### ACTIVITY
Go through the listing below and state how many lines hold the word "facade", giving only the number.

### DATA SHOWN
----------

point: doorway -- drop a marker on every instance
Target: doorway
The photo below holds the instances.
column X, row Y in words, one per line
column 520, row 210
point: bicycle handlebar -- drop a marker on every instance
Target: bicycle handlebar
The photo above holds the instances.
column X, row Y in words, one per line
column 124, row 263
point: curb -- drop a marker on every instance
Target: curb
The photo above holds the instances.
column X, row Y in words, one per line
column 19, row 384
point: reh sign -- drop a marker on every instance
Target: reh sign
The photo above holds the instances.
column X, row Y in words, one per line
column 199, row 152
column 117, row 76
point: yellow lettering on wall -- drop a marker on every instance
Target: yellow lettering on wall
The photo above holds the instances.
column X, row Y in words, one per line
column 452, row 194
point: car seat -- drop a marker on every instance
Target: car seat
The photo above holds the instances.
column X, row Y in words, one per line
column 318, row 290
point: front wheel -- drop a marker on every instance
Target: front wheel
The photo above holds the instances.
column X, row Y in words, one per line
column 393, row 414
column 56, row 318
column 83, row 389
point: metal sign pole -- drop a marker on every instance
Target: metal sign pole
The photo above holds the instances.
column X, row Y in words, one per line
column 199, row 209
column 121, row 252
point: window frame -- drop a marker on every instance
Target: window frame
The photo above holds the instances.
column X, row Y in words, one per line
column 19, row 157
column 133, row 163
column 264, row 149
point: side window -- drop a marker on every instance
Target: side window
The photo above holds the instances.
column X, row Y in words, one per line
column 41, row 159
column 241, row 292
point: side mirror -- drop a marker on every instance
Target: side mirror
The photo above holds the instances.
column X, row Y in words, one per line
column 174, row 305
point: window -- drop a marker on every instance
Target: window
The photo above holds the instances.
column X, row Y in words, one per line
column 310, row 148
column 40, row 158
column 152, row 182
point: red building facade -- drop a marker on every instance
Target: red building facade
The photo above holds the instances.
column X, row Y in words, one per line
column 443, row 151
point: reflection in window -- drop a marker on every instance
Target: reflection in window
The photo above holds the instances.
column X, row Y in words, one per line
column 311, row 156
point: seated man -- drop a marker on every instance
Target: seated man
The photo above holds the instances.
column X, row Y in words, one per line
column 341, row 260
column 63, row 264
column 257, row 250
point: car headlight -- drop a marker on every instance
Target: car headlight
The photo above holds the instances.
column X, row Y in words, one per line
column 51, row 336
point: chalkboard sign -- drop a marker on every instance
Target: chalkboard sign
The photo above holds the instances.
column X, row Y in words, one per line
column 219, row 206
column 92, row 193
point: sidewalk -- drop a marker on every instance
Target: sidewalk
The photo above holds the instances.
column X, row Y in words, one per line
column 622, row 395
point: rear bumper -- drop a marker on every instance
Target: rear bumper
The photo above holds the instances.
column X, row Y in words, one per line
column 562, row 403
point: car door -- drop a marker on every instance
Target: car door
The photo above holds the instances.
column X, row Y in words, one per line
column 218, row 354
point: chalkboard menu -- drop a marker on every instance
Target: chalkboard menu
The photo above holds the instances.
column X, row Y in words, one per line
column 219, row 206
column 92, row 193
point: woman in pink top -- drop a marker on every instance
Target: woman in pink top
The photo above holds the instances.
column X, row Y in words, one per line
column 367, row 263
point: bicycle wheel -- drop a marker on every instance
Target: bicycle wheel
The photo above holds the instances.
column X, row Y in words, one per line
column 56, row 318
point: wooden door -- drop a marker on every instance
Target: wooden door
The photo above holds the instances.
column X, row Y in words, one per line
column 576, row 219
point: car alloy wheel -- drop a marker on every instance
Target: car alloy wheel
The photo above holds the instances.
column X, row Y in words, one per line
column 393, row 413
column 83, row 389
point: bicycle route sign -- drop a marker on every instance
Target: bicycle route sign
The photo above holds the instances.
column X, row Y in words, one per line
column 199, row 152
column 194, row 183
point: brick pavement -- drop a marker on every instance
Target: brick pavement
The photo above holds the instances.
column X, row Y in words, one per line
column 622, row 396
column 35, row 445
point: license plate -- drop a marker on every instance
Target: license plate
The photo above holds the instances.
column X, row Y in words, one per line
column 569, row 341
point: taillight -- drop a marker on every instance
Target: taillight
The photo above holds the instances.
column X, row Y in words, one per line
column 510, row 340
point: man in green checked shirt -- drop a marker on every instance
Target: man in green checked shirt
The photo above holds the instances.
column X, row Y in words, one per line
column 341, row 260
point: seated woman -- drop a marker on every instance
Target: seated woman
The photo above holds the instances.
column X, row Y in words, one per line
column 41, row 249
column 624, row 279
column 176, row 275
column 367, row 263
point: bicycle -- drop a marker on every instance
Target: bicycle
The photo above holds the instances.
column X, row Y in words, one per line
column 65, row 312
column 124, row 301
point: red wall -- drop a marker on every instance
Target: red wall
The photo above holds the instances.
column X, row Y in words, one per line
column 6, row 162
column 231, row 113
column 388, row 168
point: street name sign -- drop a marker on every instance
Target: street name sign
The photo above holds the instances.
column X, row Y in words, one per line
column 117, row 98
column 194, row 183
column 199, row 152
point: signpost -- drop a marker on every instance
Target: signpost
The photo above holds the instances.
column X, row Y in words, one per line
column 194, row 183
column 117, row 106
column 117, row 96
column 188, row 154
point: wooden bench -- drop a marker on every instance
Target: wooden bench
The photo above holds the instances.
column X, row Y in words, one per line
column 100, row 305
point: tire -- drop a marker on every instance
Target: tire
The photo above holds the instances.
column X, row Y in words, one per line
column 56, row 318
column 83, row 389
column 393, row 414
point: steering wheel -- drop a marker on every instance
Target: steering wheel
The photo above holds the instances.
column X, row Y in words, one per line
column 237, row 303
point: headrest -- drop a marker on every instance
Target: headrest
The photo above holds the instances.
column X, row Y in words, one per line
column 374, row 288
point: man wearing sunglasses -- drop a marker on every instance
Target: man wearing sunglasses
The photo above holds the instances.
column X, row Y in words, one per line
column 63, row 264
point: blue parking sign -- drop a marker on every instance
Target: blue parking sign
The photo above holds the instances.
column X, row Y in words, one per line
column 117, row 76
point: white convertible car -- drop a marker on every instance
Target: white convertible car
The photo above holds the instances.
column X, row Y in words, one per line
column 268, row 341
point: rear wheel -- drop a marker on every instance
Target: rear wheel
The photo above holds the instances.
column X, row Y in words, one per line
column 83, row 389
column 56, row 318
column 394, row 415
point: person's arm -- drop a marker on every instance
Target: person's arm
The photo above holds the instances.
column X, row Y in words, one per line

----------

### RESULT BELOW
2